Which rows below contain the string "snow"? Gather each of them, and count only matches with the same uppercase and lowercase letters.

:: Input material

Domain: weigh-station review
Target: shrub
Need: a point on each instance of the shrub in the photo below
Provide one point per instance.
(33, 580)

::::
:: Input material

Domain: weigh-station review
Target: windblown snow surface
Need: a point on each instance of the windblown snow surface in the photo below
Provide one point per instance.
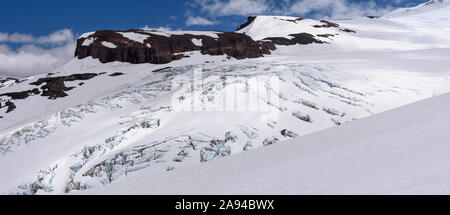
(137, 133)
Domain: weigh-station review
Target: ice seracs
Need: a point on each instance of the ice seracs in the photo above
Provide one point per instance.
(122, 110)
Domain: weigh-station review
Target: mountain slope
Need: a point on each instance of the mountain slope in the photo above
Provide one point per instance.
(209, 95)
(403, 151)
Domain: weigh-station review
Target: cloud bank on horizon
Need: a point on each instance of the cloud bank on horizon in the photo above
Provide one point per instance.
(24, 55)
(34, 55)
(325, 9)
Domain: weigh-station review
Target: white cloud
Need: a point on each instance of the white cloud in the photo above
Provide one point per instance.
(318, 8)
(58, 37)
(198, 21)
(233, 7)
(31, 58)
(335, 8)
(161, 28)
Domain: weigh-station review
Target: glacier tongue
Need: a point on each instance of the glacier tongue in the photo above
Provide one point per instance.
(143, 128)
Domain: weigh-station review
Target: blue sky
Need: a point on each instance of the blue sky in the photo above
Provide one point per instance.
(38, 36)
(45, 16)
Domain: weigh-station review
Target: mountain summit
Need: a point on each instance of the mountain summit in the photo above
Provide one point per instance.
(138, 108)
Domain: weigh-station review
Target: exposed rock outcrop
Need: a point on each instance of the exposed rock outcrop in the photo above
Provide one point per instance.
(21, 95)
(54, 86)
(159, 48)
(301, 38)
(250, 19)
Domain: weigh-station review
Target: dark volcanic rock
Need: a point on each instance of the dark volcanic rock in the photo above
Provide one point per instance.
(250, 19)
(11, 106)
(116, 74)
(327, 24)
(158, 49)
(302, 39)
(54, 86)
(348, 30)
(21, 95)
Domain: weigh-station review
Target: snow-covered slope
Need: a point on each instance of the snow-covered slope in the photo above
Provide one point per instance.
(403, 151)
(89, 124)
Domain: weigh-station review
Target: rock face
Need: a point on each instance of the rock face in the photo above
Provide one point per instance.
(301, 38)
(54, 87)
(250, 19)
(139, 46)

::::
:: Input material

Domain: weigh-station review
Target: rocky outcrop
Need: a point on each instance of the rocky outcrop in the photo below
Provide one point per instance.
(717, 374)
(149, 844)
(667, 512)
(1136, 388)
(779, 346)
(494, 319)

::::

(Written reply):
Target: windblown snow surface
Need: a point on each instance of the windblown snow surface in the photo below
Target: snow-covered slope
Need: a point on each instance of the snow-covered slope in the photo above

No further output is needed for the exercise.